Massenet: Werther/Bocelli

Review by: Robert Levine

Artistic Quality: 5

Sound Quality: 7

Superstar tenor Andrea Bocelli’s first staged portrayal of Werther in Michigan a few years ago was received with decidedly mixed reviews: most observers felt it was nice to hear and see, but overall the singer didn’t really have the vocal goods for the part. Listening to this set, it’s easy to understand what those who experienced it meant. The 23-year-old Werther is a hopeless romantic, a self-pitying nature-head, all too often on the verge of tears, who opts to take his life rather than face it without his beloved Charlotte, who is married to another. Vocally, he’s often called upon to sing over a large orchestra–the character may be somewhat of a wimp, but he better not have a wimpy voice. Bocelli’s voice has a natural plangency that suits Werther’s character well; there’s a real tear in it, he has all the notes, and the bottom of the voice has become richer over the years.

The recording engineers have placed all of the voices on this recording well forward; I had the feeling that in Bocelli’s previous complete opera sets his was always just a bit more magnified than any of the others. The fairness has done Bocelli no favors. His plangency, in the opera’s strenuous second half, turns to strain, and where a full-bodied tone is required–as heard from the likes of Domingo, Carreras, Alagna, or even Kraus–we get a pop-star’s type of emphasis. This is Werther-lite, albeit sung with sensitivity and intelligence.

§ **Information shown**
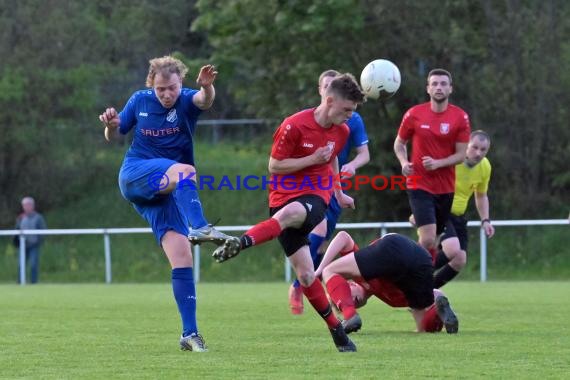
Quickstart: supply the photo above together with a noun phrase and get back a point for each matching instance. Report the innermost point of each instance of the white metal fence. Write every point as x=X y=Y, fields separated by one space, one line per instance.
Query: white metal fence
x=382 y=226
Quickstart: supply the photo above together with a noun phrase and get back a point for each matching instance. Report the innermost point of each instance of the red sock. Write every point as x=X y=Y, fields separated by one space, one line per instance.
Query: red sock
x=317 y=297
x=431 y=321
x=260 y=233
x=340 y=294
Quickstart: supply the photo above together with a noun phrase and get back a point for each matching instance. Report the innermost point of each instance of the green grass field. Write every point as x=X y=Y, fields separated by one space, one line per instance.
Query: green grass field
x=507 y=330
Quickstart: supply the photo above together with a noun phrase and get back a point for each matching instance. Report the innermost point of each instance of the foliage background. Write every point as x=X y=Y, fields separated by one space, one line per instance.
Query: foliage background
x=64 y=62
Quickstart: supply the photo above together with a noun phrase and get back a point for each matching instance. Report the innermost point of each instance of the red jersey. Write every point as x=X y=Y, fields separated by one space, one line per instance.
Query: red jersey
x=434 y=134
x=389 y=293
x=299 y=136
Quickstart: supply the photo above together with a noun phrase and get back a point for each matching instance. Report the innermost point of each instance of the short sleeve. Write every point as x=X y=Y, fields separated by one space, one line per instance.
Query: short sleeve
x=358 y=133
x=285 y=140
x=483 y=187
x=464 y=129
x=128 y=115
x=188 y=98
x=406 y=130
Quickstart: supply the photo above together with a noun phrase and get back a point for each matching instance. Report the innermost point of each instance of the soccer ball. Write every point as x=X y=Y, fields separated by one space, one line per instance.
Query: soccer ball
x=380 y=79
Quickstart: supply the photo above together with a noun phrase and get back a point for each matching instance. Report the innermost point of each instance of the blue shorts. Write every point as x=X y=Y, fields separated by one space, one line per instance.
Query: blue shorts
x=161 y=211
x=333 y=213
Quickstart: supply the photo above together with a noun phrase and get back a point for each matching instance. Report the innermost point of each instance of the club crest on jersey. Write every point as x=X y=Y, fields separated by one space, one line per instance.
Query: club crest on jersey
x=171 y=117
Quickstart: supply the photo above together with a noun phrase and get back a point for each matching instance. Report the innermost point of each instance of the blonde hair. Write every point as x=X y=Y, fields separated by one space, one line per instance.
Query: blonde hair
x=328 y=73
x=166 y=66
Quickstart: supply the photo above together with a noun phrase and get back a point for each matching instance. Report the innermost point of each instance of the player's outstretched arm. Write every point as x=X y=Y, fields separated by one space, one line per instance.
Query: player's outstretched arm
x=342 y=243
x=205 y=97
x=402 y=154
x=110 y=118
x=292 y=165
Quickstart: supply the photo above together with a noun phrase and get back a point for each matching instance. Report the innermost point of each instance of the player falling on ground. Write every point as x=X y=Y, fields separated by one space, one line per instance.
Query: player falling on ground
x=471 y=176
x=439 y=132
x=396 y=269
x=302 y=163
x=324 y=231
x=157 y=175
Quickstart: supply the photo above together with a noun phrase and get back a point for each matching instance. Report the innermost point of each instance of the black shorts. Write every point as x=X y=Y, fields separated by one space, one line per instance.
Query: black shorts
x=430 y=208
x=292 y=239
x=456 y=226
x=403 y=262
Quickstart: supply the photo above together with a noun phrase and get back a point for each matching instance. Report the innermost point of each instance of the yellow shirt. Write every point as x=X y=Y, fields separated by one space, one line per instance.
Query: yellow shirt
x=467 y=181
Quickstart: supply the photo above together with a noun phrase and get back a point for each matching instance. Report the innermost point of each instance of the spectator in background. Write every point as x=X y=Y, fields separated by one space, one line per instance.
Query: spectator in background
x=31 y=220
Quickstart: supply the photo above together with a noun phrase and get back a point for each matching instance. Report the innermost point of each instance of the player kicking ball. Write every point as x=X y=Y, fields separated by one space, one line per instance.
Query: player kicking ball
x=303 y=164
x=395 y=269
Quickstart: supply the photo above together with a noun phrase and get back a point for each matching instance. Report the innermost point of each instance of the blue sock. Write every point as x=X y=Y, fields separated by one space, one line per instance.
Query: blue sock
x=185 y=296
x=187 y=196
x=315 y=242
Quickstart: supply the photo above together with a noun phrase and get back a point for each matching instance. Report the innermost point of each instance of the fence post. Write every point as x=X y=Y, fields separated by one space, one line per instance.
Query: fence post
x=107 y=244
x=196 y=249
x=483 y=249
x=22 y=259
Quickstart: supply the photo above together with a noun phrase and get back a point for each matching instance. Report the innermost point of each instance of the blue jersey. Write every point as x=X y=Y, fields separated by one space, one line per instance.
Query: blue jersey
x=357 y=137
x=160 y=132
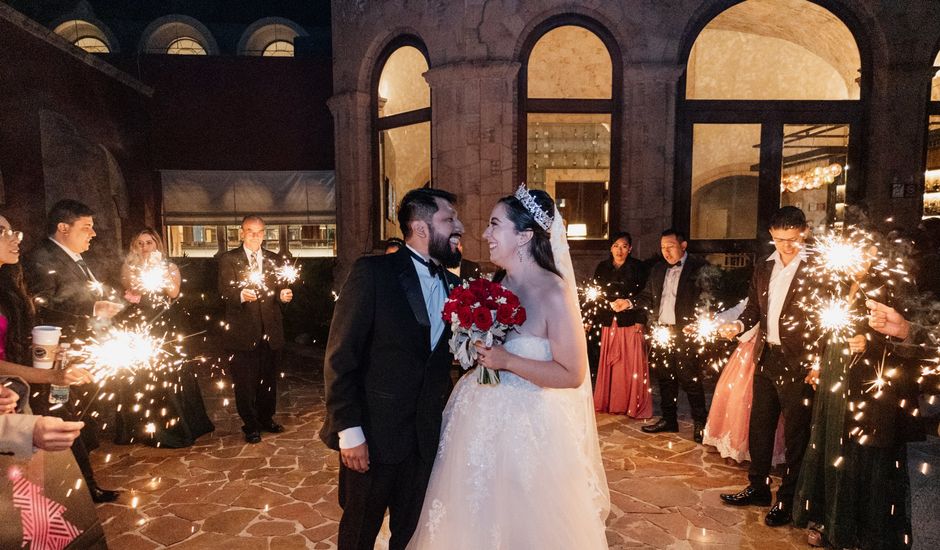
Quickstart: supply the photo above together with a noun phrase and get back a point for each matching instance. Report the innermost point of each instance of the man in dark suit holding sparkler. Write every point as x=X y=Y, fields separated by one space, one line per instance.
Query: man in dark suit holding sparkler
x=68 y=295
x=254 y=331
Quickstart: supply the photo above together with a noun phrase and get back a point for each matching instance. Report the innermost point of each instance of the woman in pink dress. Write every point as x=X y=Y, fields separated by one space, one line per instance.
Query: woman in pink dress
x=623 y=385
x=729 y=416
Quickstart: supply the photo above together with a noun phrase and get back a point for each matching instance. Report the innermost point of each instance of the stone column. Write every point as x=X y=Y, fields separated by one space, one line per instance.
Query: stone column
x=473 y=140
x=352 y=122
x=647 y=152
x=893 y=158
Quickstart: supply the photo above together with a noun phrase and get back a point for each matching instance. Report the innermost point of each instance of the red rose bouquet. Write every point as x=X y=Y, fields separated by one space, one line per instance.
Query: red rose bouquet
x=480 y=311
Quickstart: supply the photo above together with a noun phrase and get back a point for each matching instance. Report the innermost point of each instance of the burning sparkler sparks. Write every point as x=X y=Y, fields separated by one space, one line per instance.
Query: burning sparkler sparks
x=287 y=274
x=662 y=337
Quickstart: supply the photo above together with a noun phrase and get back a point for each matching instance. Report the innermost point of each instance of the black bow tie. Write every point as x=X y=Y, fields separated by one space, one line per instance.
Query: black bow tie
x=434 y=269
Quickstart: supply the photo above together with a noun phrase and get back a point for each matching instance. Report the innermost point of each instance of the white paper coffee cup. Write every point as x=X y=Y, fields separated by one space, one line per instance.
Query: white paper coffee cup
x=45 y=345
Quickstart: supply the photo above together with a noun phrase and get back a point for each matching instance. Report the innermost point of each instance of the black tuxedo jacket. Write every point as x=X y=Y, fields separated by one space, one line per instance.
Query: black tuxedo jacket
x=250 y=322
x=380 y=371
x=798 y=338
x=688 y=293
x=59 y=288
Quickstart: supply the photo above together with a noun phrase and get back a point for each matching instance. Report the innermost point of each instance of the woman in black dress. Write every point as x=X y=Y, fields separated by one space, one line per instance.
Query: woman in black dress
x=160 y=408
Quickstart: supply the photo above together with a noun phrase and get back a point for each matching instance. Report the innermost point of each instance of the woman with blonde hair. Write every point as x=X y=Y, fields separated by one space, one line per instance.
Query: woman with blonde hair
x=165 y=408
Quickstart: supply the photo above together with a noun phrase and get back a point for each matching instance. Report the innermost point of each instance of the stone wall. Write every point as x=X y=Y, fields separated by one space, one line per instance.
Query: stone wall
x=475 y=55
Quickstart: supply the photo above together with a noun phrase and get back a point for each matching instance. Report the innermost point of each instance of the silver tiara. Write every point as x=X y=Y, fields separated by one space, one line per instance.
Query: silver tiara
x=543 y=218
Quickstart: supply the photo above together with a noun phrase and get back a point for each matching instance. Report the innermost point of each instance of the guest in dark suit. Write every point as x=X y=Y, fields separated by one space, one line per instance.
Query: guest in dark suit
x=780 y=282
x=255 y=332
x=68 y=295
x=387 y=373
x=670 y=298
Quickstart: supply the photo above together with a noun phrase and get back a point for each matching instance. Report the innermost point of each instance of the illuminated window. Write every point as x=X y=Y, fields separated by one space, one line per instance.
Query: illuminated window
x=185 y=46
x=91 y=37
x=279 y=48
x=92 y=45
x=403 y=128
x=741 y=152
x=568 y=93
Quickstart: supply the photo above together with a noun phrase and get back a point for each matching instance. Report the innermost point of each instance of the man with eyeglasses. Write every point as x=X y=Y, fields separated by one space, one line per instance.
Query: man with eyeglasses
x=778 y=285
x=254 y=333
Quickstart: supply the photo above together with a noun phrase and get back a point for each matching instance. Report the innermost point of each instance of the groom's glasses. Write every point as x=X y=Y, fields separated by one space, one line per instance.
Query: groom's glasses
x=9 y=234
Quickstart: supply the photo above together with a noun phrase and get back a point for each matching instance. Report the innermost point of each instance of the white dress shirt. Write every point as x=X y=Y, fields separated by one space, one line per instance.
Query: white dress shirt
x=435 y=293
x=667 y=302
x=76 y=258
x=780 y=279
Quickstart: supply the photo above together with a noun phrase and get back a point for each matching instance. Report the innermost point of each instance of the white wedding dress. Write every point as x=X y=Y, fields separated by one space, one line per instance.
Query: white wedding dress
x=518 y=467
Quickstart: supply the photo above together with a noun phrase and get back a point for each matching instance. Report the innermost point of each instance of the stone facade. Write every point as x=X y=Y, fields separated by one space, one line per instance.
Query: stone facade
x=475 y=49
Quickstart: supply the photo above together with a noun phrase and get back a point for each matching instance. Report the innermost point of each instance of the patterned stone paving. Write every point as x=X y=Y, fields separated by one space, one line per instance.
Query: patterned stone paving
x=281 y=494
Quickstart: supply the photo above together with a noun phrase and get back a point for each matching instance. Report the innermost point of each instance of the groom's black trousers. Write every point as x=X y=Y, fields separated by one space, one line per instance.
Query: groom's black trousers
x=364 y=497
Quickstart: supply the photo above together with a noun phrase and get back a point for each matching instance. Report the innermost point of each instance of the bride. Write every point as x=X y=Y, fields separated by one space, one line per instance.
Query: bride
x=518 y=464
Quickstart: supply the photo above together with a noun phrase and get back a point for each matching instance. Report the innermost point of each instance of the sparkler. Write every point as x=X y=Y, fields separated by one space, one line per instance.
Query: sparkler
x=662 y=337
x=287 y=274
x=154 y=279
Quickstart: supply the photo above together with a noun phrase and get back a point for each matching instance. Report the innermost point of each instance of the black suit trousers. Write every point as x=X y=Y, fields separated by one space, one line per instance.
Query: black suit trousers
x=365 y=496
x=255 y=376
x=675 y=367
x=792 y=397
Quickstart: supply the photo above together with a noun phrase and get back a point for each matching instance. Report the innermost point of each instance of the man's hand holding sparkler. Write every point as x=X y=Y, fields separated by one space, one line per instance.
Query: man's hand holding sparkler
x=106 y=310
x=729 y=330
x=52 y=434
x=887 y=320
x=857 y=343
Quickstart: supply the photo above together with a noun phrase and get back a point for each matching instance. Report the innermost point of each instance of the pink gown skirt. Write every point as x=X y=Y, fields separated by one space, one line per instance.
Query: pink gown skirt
x=729 y=417
x=623 y=381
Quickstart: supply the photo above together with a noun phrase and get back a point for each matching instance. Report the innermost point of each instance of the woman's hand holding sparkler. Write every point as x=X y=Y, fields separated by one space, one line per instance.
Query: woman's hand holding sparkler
x=729 y=330
x=620 y=304
x=106 y=310
x=887 y=320
x=8 y=400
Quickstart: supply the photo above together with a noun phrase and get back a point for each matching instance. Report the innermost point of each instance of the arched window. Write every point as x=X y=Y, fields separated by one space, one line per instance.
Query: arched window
x=569 y=93
x=178 y=35
x=185 y=46
x=279 y=48
x=85 y=35
x=402 y=121
x=270 y=37
x=769 y=118
x=932 y=170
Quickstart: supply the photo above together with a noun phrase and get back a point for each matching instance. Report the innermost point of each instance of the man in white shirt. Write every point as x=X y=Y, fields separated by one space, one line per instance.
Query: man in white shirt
x=387 y=372
x=777 y=287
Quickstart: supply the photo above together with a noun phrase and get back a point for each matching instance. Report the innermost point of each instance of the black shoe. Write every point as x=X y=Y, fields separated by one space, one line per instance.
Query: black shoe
x=662 y=425
x=273 y=427
x=698 y=431
x=99 y=495
x=749 y=496
x=778 y=515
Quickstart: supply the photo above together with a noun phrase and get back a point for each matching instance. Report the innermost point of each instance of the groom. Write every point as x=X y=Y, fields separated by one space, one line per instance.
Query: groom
x=387 y=372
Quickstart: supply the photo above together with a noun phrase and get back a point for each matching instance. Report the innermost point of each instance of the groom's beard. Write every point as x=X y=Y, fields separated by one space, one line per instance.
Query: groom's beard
x=440 y=249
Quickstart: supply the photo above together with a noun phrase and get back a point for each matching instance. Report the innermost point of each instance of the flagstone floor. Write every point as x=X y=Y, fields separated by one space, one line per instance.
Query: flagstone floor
x=281 y=493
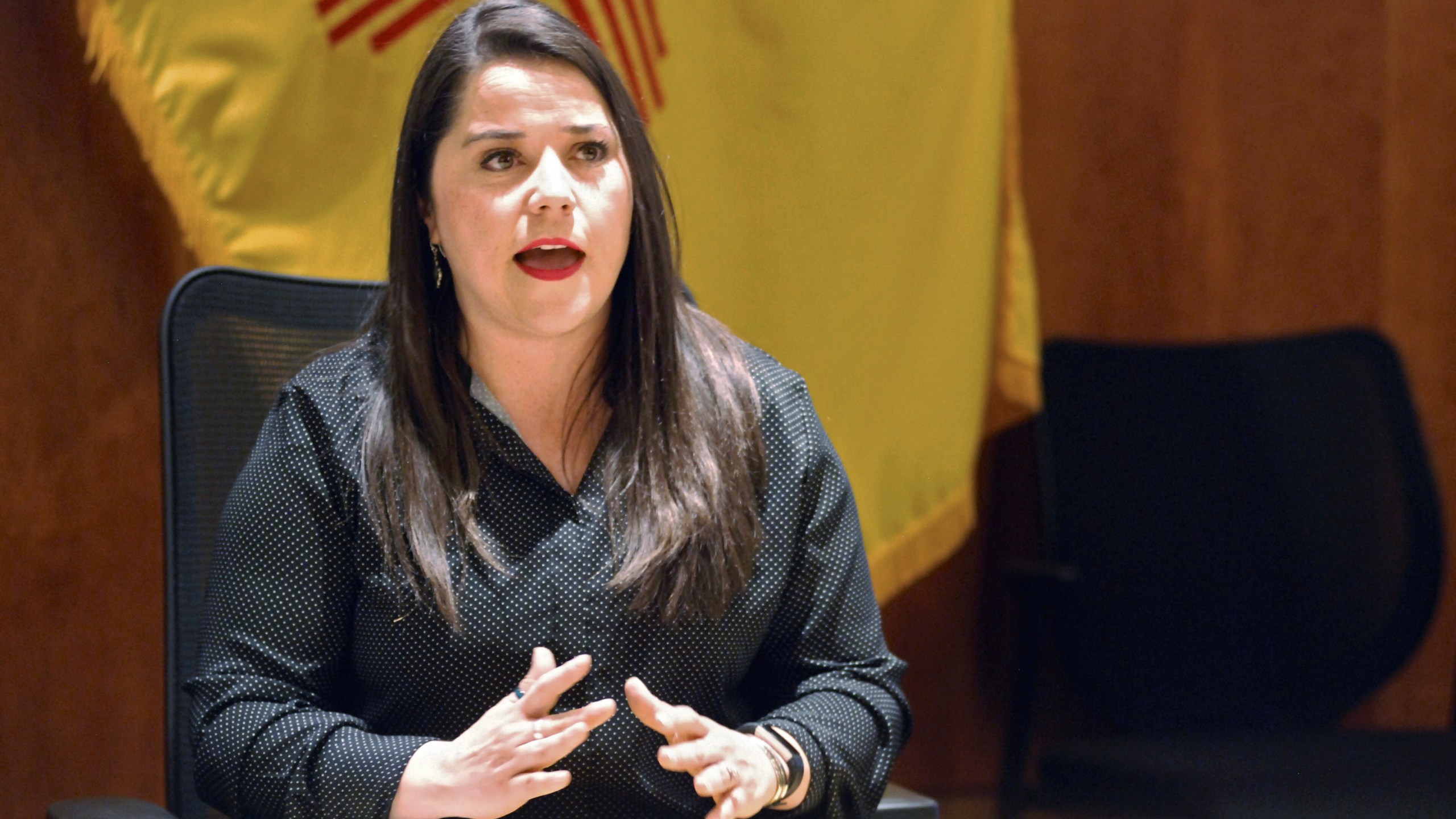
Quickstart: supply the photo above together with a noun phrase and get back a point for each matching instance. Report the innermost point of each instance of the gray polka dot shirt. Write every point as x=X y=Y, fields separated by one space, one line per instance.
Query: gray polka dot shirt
x=319 y=677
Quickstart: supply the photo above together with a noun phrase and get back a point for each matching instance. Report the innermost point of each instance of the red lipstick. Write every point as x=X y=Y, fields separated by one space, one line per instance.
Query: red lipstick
x=551 y=258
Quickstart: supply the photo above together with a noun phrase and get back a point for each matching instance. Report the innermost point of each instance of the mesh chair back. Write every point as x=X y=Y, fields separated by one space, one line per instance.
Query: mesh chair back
x=229 y=340
x=1256 y=528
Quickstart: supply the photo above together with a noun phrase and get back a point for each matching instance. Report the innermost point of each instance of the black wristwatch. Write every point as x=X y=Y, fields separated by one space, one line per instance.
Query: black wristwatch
x=778 y=741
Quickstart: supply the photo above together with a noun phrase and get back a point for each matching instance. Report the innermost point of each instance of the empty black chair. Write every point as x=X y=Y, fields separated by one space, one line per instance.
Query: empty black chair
x=230 y=338
x=1242 y=543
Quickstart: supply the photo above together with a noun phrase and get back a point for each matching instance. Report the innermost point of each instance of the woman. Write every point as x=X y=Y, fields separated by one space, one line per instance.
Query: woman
x=539 y=446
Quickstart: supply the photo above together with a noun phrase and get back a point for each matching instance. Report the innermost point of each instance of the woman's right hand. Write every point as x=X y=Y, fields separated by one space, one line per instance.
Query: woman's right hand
x=495 y=766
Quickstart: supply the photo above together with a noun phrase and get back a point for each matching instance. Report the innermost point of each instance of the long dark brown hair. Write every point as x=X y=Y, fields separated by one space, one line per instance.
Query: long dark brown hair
x=683 y=454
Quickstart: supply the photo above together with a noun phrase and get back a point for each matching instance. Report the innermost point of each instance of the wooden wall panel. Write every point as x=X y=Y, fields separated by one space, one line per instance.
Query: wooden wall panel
x=1193 y=169
x=1203 y=169
x=89 y=253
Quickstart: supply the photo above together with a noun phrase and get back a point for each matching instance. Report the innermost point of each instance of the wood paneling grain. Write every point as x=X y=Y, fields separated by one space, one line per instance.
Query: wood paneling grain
x=1193 y=169
x=1206 y=169
x=89 y=254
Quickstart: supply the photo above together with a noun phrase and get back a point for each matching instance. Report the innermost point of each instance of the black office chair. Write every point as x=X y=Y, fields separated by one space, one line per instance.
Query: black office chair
x=1242 y=543
x=229 y=340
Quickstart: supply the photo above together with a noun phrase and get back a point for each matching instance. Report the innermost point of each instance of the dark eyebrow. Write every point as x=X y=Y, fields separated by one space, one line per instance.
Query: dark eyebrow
x=497 y=135
x=504 y=135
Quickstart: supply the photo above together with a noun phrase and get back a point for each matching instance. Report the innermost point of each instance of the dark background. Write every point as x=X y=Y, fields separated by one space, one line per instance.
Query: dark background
x=1193 y=169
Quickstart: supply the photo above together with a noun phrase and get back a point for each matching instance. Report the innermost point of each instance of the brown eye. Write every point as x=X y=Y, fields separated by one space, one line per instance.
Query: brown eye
x=498 y=161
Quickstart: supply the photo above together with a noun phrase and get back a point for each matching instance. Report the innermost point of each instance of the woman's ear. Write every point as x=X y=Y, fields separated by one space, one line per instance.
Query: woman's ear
x=428 y=214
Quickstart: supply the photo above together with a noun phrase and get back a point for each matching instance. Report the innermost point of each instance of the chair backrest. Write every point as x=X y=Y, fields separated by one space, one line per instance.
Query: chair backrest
x=1254 y=524
x=229 y=340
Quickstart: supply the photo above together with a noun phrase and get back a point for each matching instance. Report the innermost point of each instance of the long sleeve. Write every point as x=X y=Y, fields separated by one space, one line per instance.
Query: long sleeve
x=270 y=734
x=825 y=656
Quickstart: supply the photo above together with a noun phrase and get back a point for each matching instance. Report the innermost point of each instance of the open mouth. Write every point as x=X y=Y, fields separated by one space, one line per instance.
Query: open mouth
x=549 y=260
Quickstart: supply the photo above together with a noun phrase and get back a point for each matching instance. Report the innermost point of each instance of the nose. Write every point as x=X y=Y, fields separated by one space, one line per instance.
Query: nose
x=551 y=187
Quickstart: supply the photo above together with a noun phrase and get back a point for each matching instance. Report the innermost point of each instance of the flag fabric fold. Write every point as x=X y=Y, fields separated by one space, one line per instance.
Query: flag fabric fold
x=845 y=174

§ **Set problem A**
Set down everything in the Werther review from "Superstar tenor Andrea" down to "over the years.".
§ **Set problem B**
Write the next part of the review of Bocelli's Werther, picking up after its final sentence.

§ **Exercise response A**
Superstar tenor Andrea Bocelli’s first staged portrayal of Werther in Michigan a few years ago was received with decidedly mixed reviews: most observers felt it was nice to hear and see, but overall the singer didn’t really have the vocal goods for the part. Listening to this set, it’s easy to understand what those who experienced it meant. The 23-year-old Werther is a hopeless romantic, a self-pitying nature-head, all too often on the verge of tears, who opts to take his life rather than face it without his beloved Charlotte, who is married to another. Vocally, he’s often called upon to sing over a large orchestra–the character may be somewhat of a wimp, but he better not have a wimpy voice. Bocelli’s voice has a natural plangency that suits Werther’s character well; there’s a real tear in it, he has all the notes, and the bottom of the voice has become richer over the years.

§ **Exercise response B**
And I find the Charlotte, rumored up-and-comer mezzo Julia Gertseva, a thoroughly unfinished artist next to, say, Angeles, Stade, Kasarova, Vallin, and Gheorghiu. Her voice encompasses the entire role, but it has an unpleasant edge to it and she isn’t altogether comfortable in Charlotte’s predicament. Her tender moments aren’t vulnerable enough and her desperation sounds plugged-in–it doesn’t come from the gut. Natale de Carolis sounds slightly too old for Albert, and while Magali Léger at least doesn’t “cute up” Sophie’s music, she also sounds about double the 15-years-old Sophie is supposed to be. Yves Abel’s leadership and the Bologna forces are excellent. There are at least four better versions of this opera on CD, so unless you’ve got to have Bocelli, you can skip this and go to one of them.

Buy Now from Arkiv Music

Recording Details:

Reference Recording: Carreras/Stade/Davis (Philips)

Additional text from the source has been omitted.